Rows from a dataset:
■ ■ ■ ■ ■
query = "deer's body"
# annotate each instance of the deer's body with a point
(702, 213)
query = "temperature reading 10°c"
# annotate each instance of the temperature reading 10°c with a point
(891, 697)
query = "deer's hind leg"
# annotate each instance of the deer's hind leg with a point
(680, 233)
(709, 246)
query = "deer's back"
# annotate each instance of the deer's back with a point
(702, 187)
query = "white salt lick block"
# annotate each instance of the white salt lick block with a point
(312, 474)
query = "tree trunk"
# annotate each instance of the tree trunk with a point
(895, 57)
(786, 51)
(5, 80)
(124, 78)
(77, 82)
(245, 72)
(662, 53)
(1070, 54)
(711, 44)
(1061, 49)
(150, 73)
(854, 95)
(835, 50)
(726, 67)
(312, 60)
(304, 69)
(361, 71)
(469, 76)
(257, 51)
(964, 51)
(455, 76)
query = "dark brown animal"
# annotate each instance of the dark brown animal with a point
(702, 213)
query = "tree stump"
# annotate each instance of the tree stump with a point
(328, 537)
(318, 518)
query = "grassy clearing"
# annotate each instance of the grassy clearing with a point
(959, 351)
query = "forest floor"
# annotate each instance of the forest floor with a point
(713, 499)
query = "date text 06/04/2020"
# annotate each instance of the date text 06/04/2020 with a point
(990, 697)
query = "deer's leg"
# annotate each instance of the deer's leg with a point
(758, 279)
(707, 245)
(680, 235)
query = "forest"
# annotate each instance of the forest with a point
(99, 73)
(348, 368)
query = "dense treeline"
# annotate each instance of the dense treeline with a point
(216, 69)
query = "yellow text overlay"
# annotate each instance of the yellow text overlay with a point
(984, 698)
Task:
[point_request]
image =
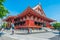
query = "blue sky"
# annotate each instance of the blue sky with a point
(50, 7)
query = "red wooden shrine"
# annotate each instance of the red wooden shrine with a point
(31, 18)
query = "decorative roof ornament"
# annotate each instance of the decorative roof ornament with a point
(39, 9)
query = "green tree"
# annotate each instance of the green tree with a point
(56, 25)
(3, 10)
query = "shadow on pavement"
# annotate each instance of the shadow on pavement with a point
(57, 37)
(29, 33)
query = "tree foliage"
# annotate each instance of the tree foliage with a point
(3, 10)
(56, 25)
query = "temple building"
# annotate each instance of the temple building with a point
(33, 18)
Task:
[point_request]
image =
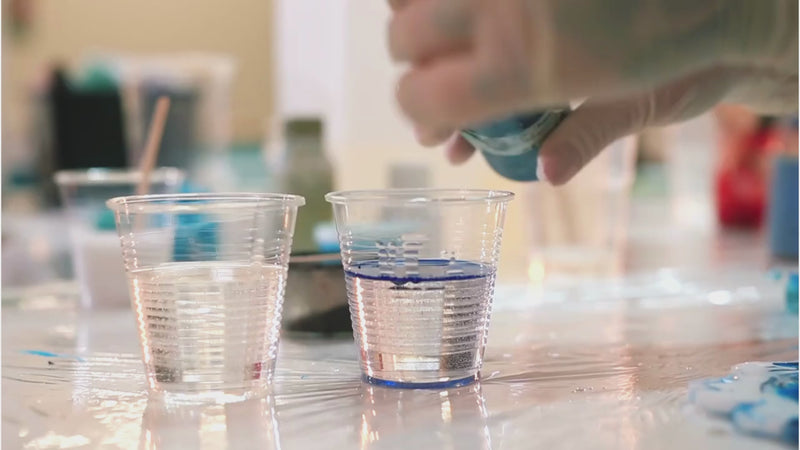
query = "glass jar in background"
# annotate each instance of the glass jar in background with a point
(303, 168)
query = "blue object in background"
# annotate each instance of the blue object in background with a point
(195, 238)
(759, 399)
(195, 235)
(782, 216)
(511, 146)
(791, 293)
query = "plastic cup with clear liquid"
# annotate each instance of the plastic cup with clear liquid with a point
(207, 274)
(95, 245)
(420, 269)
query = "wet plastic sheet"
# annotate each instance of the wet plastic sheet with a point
(560, 372)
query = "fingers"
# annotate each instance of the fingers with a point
(397, 5)
(453, 93)
(422, 29)
(596, 124)
(458, 150)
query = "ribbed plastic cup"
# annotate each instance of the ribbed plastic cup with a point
(95, 245)
(420, 269)
(207, 274)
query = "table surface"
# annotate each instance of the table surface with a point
(599, 366)
(588, 364)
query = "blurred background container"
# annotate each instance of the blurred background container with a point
(257, 87)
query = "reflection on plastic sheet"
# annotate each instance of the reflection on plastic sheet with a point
(555, 376)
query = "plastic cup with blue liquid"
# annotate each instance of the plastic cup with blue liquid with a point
(420, 270)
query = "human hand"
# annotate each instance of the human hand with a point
(640, 62)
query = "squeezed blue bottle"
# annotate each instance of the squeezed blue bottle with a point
(511, 146)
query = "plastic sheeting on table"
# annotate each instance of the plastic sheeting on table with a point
(561, 374)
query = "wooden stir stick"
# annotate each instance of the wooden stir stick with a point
(153, 145)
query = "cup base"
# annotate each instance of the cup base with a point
(423, 385)
(210, 397)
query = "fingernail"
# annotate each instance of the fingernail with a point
(540, 175)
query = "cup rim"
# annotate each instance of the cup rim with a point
(154, 203)
(106, 175)
(420, 196)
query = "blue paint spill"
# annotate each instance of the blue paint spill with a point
(433, 385)
(51, 355)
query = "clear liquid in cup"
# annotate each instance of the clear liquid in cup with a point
(209, 330)
(423, 323)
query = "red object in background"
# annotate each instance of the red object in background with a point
(741, 181)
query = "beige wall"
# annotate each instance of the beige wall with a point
(66, 29)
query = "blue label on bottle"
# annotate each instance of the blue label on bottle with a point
(511, 146)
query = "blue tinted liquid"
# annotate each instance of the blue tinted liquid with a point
(422, 324)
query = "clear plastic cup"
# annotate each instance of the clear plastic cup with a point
(580, 230)
(420, 269)
(95, 245)
(207, 274)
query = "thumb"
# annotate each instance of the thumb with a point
(597, 123)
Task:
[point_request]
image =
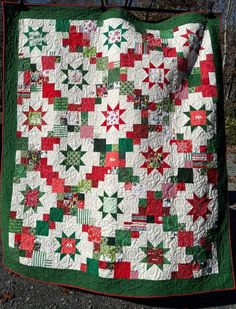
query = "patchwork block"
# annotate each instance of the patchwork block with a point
(113, 170)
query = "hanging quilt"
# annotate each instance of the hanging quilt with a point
(114, 176)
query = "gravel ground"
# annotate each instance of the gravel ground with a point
(21, 293)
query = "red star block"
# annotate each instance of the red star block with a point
(200, 207)
(122, 270)
(185, 238)
(156, 75)
(76, 39)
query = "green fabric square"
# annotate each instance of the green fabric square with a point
(60, 104)
(42, 228)
(113, 75)
(60, 131)
(89, 52)
(20, 171)
(126, 87)
(92, 266)
(166, 34)
(102, 64)
(24, 64)
(170, 223)
(15, 225)
(123, 238)
(22, 143)
(194, 79)
(62, 25)
(56, 214)
(84, 118)
(125, 145)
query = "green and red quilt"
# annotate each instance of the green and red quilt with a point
(114, 177)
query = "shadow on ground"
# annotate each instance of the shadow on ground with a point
(23, 293)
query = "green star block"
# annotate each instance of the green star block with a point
(110, 205)
(35, 38)
(74, 77)
(31, 198)
(73, 158)
(114, 36)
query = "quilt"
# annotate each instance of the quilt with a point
(114, 173)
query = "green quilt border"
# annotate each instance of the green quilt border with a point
(119, 287)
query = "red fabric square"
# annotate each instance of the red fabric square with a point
(122, 270)
(48, 62)
(58, 185)
(198, 118)
(185, 238)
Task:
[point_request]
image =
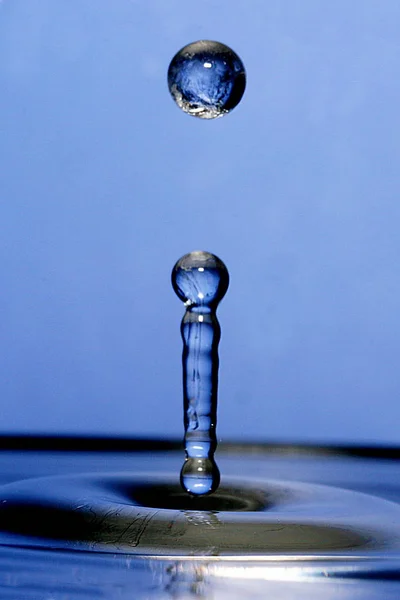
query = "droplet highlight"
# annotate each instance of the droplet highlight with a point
(200, 280)
(206, 79)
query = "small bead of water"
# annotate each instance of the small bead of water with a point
(200, 280)
(206, 79)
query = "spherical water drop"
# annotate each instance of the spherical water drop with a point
(200, 279)
(206, 79)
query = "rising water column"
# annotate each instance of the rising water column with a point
(200, 280)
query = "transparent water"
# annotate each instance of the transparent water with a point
(200, 280)
(206, 79)
(363, 560)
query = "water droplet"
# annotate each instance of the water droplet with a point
(200, 280)
(206, 79)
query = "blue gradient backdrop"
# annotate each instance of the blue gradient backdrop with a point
(104, 183)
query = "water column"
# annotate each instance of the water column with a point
(200, 280)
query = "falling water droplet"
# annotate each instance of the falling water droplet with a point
(200, 280)
(206, 79)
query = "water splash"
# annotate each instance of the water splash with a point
(200, 280)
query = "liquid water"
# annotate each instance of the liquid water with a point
(206, 79)
(253, 538)
(149, 515)
(200, 280)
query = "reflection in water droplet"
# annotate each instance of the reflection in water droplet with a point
(200, 280)
(206, 79)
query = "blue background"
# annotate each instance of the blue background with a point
(104, 184)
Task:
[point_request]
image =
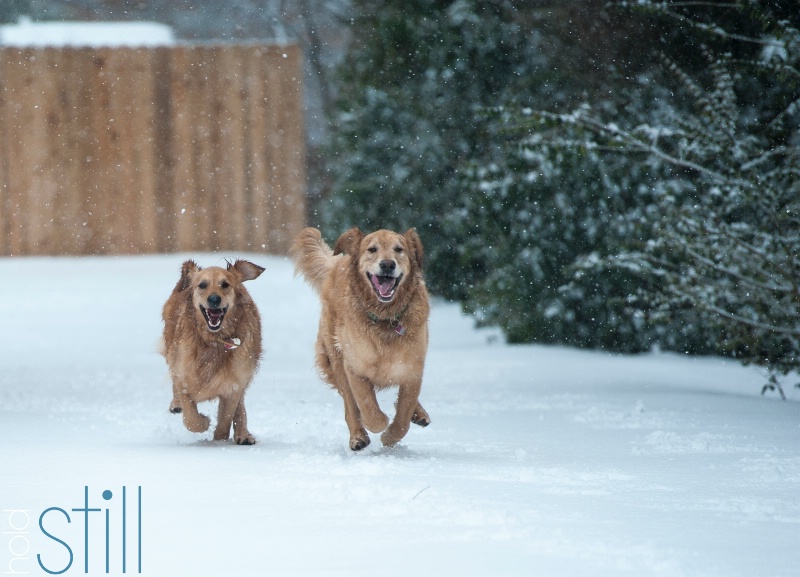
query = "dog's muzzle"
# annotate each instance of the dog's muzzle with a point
(213, 316)
(384, 286)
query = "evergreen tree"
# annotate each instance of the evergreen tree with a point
(723, 236)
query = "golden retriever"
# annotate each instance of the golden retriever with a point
■ ■ ■ ■ ■
» YOUR INSTRUCTIONS
Collect every line of the data above that contains the word "small". Matching is case-sensitive.

» WRITTEN SOLUTION
query = "small bead of water"
# annotate each instance of the small bead of water with a point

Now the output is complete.